Filter the records below down to each line that contains the word "roof". Treat uppercase and lowercase as different when matching.

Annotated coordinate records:
=-=-=

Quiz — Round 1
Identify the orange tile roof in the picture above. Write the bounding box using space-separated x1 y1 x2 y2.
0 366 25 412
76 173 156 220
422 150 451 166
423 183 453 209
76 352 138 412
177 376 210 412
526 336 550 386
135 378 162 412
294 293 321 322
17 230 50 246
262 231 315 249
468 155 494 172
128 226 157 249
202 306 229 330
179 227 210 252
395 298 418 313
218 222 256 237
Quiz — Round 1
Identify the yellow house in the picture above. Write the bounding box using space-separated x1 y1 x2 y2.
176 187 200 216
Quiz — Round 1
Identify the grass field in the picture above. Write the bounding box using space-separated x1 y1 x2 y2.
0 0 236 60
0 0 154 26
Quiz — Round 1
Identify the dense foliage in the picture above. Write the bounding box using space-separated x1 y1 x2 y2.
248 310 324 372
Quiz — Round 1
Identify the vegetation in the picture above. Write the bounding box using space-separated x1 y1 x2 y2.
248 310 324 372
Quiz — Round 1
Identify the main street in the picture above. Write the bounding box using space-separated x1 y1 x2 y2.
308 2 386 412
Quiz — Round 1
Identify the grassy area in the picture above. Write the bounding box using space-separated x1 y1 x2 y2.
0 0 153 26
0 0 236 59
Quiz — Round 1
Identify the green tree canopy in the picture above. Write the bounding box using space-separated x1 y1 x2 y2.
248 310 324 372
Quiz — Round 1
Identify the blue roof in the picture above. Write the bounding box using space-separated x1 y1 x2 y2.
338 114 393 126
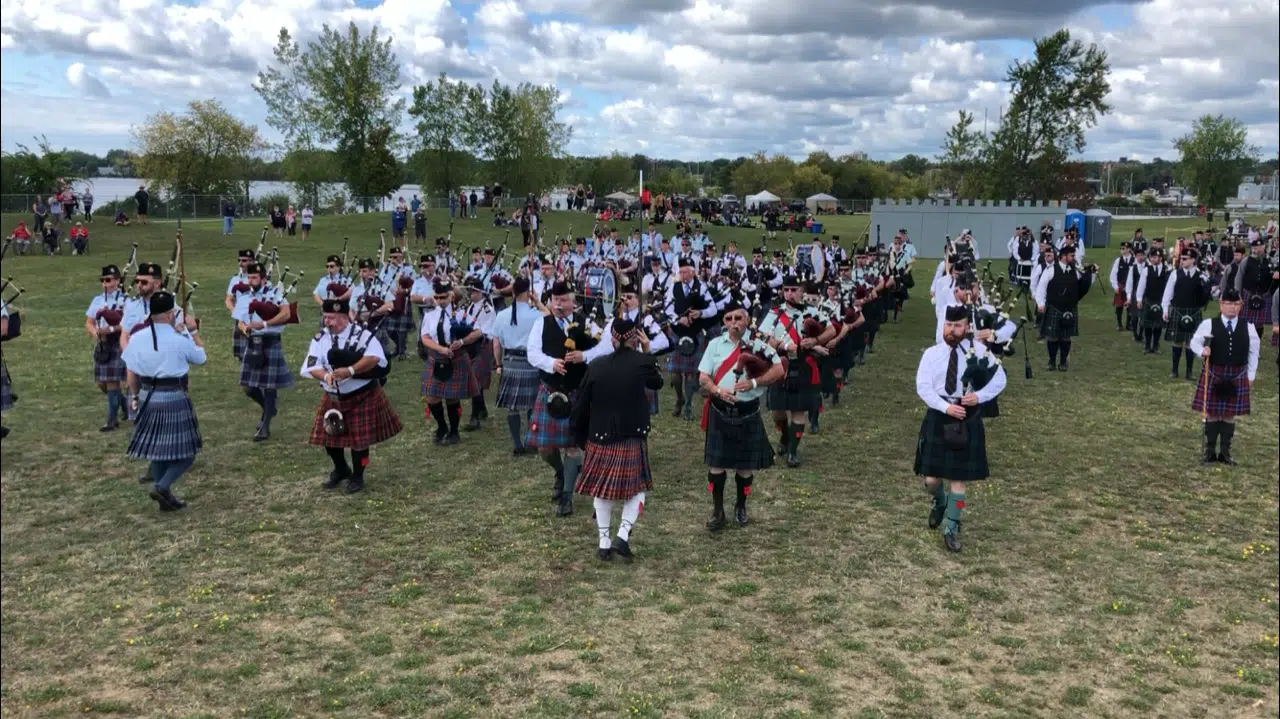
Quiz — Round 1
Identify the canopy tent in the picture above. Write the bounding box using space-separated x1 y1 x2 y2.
804 192 836 212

=-=-=

• **REPLY TO THE TASK**:
Identify the orange tile roof in the picture above. Write the bounding box using space-separated x1 y1 x2 y2.
Identify the blue roof in the picture above. Write the bounding box using space-separated x1 y1 x2 y2.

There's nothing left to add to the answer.